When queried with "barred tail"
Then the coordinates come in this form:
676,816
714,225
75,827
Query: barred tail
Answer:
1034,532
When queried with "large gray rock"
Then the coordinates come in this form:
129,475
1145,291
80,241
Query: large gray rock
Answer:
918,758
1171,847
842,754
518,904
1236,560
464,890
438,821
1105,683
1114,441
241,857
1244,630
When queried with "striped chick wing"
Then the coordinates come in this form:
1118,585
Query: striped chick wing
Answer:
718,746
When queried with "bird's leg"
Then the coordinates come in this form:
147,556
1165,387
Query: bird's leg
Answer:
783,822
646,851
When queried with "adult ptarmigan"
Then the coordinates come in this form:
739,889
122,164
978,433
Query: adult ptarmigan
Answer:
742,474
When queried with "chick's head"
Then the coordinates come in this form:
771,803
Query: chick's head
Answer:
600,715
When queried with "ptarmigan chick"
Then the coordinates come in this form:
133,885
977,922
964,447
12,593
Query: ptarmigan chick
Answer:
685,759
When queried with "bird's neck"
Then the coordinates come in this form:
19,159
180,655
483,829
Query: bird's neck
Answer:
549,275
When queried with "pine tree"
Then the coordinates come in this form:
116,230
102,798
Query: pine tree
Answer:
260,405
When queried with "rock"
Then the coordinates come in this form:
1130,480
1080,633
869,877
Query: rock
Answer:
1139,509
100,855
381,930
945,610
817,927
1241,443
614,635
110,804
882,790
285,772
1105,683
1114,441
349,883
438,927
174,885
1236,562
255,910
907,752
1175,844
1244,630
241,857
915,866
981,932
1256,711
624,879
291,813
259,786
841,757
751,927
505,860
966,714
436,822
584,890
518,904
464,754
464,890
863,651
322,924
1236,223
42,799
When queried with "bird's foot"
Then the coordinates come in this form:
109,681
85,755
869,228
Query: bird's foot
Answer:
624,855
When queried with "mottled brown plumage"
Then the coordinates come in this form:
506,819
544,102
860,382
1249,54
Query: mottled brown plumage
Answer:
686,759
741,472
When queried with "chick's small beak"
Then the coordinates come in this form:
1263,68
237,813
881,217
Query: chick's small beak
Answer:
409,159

### Work task:
From the entries above, return each line with the word "wing" in it.

### Written reply:
When queried with "striped chick wing"
Query: striped chick wing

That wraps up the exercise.